• **ВОПРОСЫ ПО ТЕКСТУ**:
A: Чьи работы, согласно тексту о Дарвине, доказали «глубокую древность человека»?
B: Продолжите, пожалуйста, текст о Дарвине после его последнего предложения.

• **ТЕКСТ ДЛЯ ЧТЕНИЯ**:
____________________
Трудно сказать со всей определенностью, почему обстоятельный Дарвин, уделявший много внимания фактическому обоснованию своих рассуждений, совершенно упустил из поля зрения, пусть даже фрагментарные, но очень ценные палеонтологические доказательства эволюционного происхождения человека. Данный факт тем более удивителен, что во введении к своему труду в числе основных целей на первое месте он ставит рассмотрение вопроса о происхождении человека, «подобно другим видам, от какой-либо ранее существовавшей формы».

Наряду с доказательствами родства человека с животными по материалам сравнительной морфологии, эмбриологии, психологии, широко обобщенным Дарвином, но имеющим косвенное отношение к утверждениям об антропогенезе как естественном процессе, данные палеоантропологии имели прямое эвристическое значение. По этому поводу сам Дарвин справедливо отмечал, что «глубокая древность человека» доказана в работах многих авторитетных авторов (Буше де Перт, Лайель, Лебокк), и считал эту часть проблемы решенной. Правда, он не обратил внимания на то, что эти исследователи показали раннюю историю человеческой цивилизации уже сформировавшегося гомо сапиенса, а не собственно эволюционное его происхождение от животных предков.

Приемлемым оправданием отсутствия у Дарвина не только анализа, но и сколько-нибудь заметного внимания к обнаруженным останкам предка человека, была крайняя скудость и неопределенность оценок палеонтологического материала. Возможно, некоторую роль сыграла и негативная позиция уважаемых им авторитетов, воспринявших открытия неандертальца с большой долей скептицизма. По всей видимости, Дарвин посчитал, что следует подождать обнаружения более убедительных данных в палеоантропологической летописи.
____________________
(Данные локализации: одна точка на экземпляр)
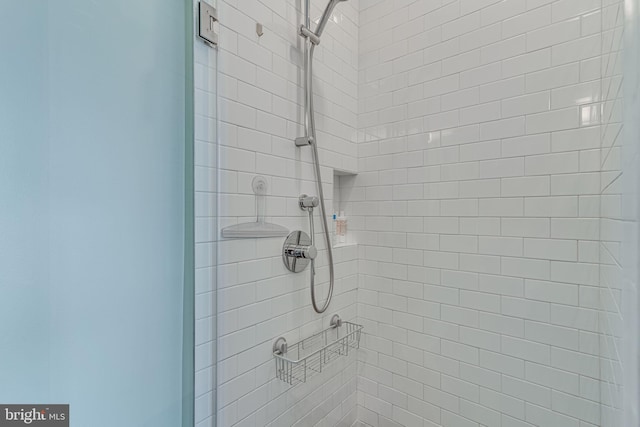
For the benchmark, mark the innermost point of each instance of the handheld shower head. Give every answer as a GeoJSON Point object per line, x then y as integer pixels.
{"type": "Point", "coordinates": [326, 15]}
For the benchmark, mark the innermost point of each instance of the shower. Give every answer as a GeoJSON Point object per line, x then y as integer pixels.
{"type": "Point", "coordinates": [312, 39]}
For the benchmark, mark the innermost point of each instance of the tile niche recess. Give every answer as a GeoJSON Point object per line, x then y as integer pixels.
{"type": "Point", "coordinates": [343, 198]}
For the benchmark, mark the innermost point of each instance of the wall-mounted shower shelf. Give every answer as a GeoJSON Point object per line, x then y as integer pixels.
{"type": "Point", "coordinates": [296, 363]}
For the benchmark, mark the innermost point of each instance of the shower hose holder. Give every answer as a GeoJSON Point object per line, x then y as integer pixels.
{"type": "Point", "coordinates": [296, 363]}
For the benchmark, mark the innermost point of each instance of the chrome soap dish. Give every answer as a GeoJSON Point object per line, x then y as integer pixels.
{"type": "Point", "coordinates": [296, 363]}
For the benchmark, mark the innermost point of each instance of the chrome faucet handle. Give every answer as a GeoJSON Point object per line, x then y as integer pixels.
{"type": "Point", "coordinates": [298, 251]}
{"type": "Point", "coordinates": [308, 202]}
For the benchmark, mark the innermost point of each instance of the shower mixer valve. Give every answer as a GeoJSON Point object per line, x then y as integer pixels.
{"type": "Point", "coordinates": [308, 202]}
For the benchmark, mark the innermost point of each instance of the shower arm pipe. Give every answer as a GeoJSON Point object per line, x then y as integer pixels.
{"type": "Point", "coordinates": [310, 139]}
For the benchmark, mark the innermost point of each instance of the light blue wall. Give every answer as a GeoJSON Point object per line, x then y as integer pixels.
{"type": "Point", "coordinates": [92, 131]}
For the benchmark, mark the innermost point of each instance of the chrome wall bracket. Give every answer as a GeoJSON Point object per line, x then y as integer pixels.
{"type": "Point", "coordinates": [207, 17]}
{"type": "Point", "coordinates": [307, 33]}
{"type": "Point", "coordinates": [303, 141]}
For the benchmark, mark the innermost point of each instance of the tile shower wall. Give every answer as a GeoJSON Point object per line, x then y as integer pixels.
{"type": "Point", "coordinates": [477, 210]}
{"type": "Point", "coordinates": [614, 221]}
{"type": "Point", "coordinates": [205, 186]}
{"type": "Point", "coordinates": [260, 99]}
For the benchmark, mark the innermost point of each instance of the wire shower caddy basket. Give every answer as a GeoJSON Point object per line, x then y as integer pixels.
{"type": "Point", "coordinates": [296, 363]}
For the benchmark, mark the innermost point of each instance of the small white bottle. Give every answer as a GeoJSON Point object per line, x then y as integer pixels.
{"type": "Point", "coordinates": [342, 228]}
{"type": "Point", "coordinates": [334, 229]}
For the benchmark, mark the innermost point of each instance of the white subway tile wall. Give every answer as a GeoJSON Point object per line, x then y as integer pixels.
{"type": "Point", "coordinates": [487, 212]}
{"type": "Point", "coordinates": [615, 259]}
{"type": "Point", "coordinates": [486, 135]}
{"type": "Point", "coordinates": [205, 207]}
{"type": "Point", "coordinates": [261, 109]}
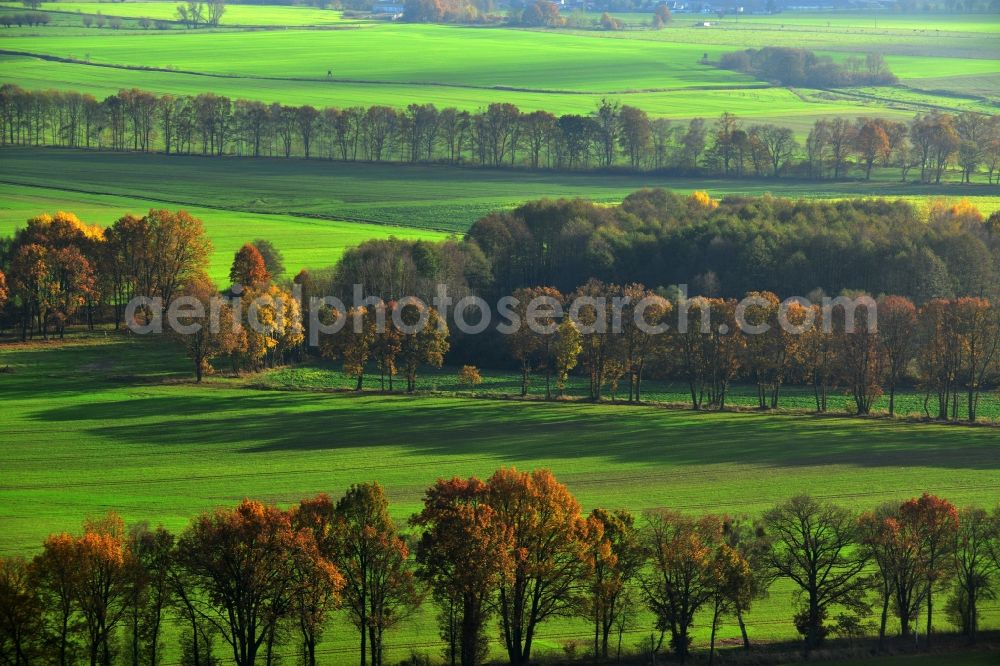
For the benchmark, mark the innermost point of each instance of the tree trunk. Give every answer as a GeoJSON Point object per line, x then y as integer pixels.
{"type": "Point", "coordinates": [743, 630]}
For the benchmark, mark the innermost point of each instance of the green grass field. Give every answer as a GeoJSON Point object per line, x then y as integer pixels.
{"type": "Point", "coordinates": [469, 67]}
{"type": "Point", "coordinates": [111, 423]}
{"type": "Point", "coordinates": [326, 376]}
{"type": "Point", "coordinates": [235, 15]}
{"type": "Point", "coordinates": [104, 422]}
{"type": "Point", "coordinates": [305, 243]}
{"type": "Point", "coordinates": [430, 197]}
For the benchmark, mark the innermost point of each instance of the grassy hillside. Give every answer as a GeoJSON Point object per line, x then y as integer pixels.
{"type": "Point", "coordinates": [235, 15]}
{"type": "Point", "coordinates": [306, 243]}
{"type": "Point", "coordinates": [105, 423]}
{"type": "Point", "coordinates": [434, 197]}
{"type": "Point", "coordinates": [468, 67]}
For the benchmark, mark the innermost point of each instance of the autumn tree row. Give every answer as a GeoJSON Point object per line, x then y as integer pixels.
{"type": "Point", "coordinates": [501, 135]}
{"type": "Point", "coordinates": [61, 269]}
{"type": "Point", "coordinates": [499, 559]}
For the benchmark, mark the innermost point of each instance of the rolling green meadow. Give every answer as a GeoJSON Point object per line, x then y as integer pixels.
{"type": "Point", "coordinates": [446, 199]}
{"type": "Point", "coordinates": [562, 71]}
{"type": "Point", "coordinates": [106, 422]}
{"type": "Point", "coordinates": [103, 421]}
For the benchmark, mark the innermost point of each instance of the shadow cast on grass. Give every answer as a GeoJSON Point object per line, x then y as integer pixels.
{"type": "Point", "coordinates": [275, 421]}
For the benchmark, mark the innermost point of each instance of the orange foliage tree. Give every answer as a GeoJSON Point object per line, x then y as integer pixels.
{"type": "Point", "coordinates": [548, 543]}
{"type": "Point", "coordinates": [241, 565]}
{"type": "Point", "coordinates": [249, 269]}
{"type": "Point", "coordinates": [679, 583]}
{"type": "Point", "coordinates": [464, 553]}
{"type": "Point", "coordinates": [935, 522]}
{"type": "Point", "coordinates": [379, 587]}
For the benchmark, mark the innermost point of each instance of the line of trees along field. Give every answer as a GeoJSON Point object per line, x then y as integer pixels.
{"type": "Point", "coordinates": [61, 269]}
{"type": "Point", "coordinates": [515, 550]}
{"type": "Point", "coordinates": [503, 136]}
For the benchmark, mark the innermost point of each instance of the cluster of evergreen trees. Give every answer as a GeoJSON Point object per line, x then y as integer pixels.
{"type": "Point", "coordinates": [501, 135]}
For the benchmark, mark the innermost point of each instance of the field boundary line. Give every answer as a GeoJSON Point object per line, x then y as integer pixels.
____________________
• **ОТВЕТЫ**:
A: Работы Буше де Перта, Лайеля и Лебокка.

B:
Другой причиной откладывания Дарвином исследований антропогенеза была задача убедить научную общественность в обосновании главного детища – концепции эволюции посредством естественного отбора. Отвлечение внимания на столь дискуссионную тему как происхождение человека, объяснение ее данной концепцией могли бы увести в сторону интерес к этому главному в его творчестве и придать ему еще большее негативное отношение. Сам Дарвин писал: «В продолжении многих лет я собирал заметки о происхождении человека без всякого намерения опубликовать что-либо по этому вопросу, – скорее с намерением не выпускать моих заметок в свет, так как я полагал, что они могли бы только усилить предубеждения, существовавшие против моих взглядов». Поэтому, продолжал он, в первом издании «Происхождения видов» достаточно было лишь указания на то, что этот труд «прольет свет на происхождение человека и его историю».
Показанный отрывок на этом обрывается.